TASK INSTRUCTIONS
Show every line of the records that contains the word "branch".

Collected data entries
[start]
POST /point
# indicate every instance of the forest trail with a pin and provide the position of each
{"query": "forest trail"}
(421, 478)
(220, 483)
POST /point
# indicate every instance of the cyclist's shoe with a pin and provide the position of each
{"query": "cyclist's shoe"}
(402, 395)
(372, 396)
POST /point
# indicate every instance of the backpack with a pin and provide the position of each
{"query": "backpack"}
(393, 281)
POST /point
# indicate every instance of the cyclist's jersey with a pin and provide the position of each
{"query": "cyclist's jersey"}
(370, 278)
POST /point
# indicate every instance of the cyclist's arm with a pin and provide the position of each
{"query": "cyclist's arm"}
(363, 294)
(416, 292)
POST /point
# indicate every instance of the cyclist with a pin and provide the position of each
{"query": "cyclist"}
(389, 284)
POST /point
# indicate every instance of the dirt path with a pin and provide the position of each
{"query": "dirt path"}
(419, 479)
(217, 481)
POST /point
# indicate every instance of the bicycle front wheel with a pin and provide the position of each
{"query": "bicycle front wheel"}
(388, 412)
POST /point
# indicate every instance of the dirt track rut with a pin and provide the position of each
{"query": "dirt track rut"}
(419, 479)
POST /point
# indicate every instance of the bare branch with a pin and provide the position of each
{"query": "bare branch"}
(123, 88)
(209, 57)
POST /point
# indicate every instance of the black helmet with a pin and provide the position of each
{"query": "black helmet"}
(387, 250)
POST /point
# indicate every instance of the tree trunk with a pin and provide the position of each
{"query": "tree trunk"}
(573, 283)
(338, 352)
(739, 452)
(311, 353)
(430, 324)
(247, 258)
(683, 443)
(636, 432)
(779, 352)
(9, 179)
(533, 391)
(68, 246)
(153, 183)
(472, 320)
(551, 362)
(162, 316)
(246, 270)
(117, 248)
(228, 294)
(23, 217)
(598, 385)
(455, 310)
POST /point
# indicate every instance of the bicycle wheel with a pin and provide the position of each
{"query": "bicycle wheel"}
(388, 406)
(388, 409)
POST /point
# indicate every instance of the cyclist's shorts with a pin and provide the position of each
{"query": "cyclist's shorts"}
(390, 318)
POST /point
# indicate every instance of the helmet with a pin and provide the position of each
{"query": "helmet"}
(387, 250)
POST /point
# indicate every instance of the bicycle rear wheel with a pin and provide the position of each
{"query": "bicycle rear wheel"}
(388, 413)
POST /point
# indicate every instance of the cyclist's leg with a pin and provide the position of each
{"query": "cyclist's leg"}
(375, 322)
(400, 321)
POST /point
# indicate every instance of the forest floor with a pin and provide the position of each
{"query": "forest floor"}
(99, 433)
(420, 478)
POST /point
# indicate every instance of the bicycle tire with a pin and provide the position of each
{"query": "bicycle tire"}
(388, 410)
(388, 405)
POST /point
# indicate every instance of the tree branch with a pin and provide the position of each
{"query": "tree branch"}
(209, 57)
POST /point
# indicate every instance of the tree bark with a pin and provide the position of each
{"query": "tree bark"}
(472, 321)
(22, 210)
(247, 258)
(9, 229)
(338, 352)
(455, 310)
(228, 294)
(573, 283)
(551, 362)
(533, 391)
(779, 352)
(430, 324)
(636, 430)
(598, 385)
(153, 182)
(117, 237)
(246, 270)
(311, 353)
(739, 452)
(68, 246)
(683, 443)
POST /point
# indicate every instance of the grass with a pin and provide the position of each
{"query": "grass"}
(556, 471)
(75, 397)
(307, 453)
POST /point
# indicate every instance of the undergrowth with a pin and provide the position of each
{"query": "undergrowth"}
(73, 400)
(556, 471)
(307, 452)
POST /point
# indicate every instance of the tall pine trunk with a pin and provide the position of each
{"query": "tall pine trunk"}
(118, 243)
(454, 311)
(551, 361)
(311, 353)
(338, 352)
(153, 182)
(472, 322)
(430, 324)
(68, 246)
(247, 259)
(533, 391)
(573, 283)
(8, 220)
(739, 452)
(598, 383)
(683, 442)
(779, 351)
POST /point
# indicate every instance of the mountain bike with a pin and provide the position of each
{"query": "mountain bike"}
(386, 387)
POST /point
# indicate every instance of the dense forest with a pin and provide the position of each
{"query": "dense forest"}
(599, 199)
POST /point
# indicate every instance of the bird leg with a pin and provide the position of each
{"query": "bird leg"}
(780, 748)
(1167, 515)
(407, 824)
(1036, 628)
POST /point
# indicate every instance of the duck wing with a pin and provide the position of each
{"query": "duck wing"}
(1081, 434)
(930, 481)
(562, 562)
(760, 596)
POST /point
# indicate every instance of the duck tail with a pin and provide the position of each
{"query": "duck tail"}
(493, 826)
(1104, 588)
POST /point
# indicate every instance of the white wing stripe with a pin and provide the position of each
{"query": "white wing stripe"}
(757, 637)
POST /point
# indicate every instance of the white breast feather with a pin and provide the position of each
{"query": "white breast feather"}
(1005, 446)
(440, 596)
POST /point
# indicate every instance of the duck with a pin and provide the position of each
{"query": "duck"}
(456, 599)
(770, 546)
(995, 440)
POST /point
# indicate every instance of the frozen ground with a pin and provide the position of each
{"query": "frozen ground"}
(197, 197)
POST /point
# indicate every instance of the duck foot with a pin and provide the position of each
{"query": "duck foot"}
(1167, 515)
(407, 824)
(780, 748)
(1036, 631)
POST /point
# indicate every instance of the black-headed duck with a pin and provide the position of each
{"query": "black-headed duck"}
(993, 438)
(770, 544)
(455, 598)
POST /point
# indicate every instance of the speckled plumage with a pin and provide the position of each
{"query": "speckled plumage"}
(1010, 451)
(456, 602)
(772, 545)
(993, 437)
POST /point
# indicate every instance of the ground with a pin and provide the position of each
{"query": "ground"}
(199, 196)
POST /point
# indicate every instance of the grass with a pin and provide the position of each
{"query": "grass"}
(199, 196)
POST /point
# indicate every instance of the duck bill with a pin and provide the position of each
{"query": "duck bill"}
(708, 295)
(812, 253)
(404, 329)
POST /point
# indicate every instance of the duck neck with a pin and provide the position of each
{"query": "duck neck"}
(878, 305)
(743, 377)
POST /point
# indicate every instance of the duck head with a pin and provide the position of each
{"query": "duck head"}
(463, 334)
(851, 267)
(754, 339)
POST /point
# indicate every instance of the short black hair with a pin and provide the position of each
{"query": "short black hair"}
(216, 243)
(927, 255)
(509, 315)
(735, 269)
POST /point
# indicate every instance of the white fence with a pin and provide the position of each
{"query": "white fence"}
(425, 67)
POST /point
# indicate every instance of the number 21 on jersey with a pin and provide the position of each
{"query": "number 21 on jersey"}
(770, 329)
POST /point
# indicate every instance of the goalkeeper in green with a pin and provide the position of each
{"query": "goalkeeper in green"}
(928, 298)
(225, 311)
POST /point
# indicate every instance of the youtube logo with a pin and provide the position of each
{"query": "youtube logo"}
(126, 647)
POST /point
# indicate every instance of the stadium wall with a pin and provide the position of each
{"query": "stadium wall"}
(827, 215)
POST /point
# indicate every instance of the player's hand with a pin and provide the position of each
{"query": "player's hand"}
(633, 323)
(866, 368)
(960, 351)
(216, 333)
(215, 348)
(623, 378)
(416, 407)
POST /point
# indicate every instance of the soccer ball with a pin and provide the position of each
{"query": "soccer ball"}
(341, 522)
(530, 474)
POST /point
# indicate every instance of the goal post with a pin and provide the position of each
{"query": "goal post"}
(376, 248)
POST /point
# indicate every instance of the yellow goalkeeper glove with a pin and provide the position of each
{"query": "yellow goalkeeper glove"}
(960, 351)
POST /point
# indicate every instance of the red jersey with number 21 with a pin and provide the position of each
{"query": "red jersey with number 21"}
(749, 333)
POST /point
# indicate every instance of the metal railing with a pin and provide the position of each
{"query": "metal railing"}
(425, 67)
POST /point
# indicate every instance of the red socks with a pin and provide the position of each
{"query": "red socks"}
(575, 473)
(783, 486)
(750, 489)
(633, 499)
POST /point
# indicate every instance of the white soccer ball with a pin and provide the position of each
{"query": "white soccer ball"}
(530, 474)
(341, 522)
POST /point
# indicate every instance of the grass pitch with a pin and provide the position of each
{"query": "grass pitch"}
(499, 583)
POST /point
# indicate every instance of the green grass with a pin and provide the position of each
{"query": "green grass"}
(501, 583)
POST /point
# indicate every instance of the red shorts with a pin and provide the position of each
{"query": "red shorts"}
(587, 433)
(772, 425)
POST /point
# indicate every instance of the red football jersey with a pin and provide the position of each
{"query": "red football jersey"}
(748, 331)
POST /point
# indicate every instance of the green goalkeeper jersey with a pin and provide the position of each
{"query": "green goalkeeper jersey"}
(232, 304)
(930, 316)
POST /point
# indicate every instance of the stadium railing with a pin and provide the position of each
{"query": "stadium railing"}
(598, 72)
[end]
ANSWER FOR THE TASK
# indicate every instance of the bare branch with a pin and provide the position of each
{"query": "bare branch"}
# indicate every instance of the tree branch with a pin and provide the position of each
{"query": "tree branch"}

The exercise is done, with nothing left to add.